• **Extrait du texte**:
La passion des uns est dans le travail, celle des autres – presque libidineuse
– dans l’accroissement d’un rayonnement d’entreprise ou de panoplie des métiers
de groupe.
On disait maison, on a
dit société, on parla de groupe, on a maintenant des noms latins, des sigles
qui effacent les vieilles références. Cela ressemble à ces panneaux
publicitaires, encadrés d’aluminium, alternant parfois comme un film passé en
boucle, plusieurs images pour un seul support, et derrière, pas encore
complètement effacés sur une façon de stuc ces réclames peintes en bleu ou en
rouge pour Byrrh, Michelin ou Ripolin. Car dans mon enfance, il y avait de la
publicité dans la partie tunnel du métro. à Paris. Dictionnaire des changements
de nom, ainsi disparaissent quelques traces, la Lyonnaise des Eaux, la Générale
(des eaux aussi), et avec celles de filières de corruption.
Adolescent, c’étaient des
fondations datant de l’autre siècle – le XIXème ou à la rigueur des années 1920
– qui pouvaient impressionner, au linteau des magasins, ces lettrines dorées
sur fond noir mica ; aujourd’hui, c’est être ancien que d’avoir commencé
dans les années 1970.

• **Lignes présentées**:

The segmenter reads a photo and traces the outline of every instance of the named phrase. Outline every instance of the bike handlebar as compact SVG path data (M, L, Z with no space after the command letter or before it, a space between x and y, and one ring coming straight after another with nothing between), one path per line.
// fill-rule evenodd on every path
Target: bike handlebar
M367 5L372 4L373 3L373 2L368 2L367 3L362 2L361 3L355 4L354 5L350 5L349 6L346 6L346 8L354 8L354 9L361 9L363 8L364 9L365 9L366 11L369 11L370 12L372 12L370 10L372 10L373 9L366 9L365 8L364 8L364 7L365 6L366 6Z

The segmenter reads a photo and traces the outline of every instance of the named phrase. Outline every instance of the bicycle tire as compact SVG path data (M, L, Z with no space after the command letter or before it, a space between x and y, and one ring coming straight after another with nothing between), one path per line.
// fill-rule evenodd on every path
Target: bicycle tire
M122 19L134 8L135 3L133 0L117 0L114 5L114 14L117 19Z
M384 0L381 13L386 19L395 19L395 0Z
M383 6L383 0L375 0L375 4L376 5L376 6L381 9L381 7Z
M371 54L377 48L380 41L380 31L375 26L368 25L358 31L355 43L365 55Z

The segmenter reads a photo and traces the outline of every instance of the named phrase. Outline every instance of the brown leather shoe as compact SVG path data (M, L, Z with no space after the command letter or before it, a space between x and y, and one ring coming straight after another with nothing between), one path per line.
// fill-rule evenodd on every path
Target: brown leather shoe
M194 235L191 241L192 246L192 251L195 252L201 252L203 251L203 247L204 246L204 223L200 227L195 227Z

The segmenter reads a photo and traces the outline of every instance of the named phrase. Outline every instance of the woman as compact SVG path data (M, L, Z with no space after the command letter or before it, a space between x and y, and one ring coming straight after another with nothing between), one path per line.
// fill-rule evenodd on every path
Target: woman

• **Consignes**:
(A) Recopiez mot pour mot le passage du texte sur les noms d'entreprise, depuis « On disait maison, on » jusqu'à « filières de corruption. ».
(B) Selon le texte sur les noms d'entreprise, pour quelles marques les réclames peintes en bleu ou en rouge avaient-elles été faites ?

• **Réponses fournies**:
(A)
On disait maison, on a
dit société, on parla de groupe, on a maintenant des noms latins, des sigles
qui effacent les vieilles références. Cela ressemble à ces panneaux
publicitaires, encadrés d’aluminium, alternant parfois comme un film passé en
boucle, plusieurs images pour un seul support, et derrière, pas encore
complètement effacés sur une façon de stuc ces réclames peintes en bleu ou en
rouge pour Byrrh, Michelin ou Ripolin. Car dans mon enfance, il y avait de la
publicité dans la partie tunnel du métro. à Paris. Dictionnaire des changements
de nom, ainsi disparaissent quelques traces, la Lyonnaise des Eaux, la Générale
(des eaux aussi), et avec celles de filières de corruption.

(B) Pour Byrrh, Michelin et Ripolin.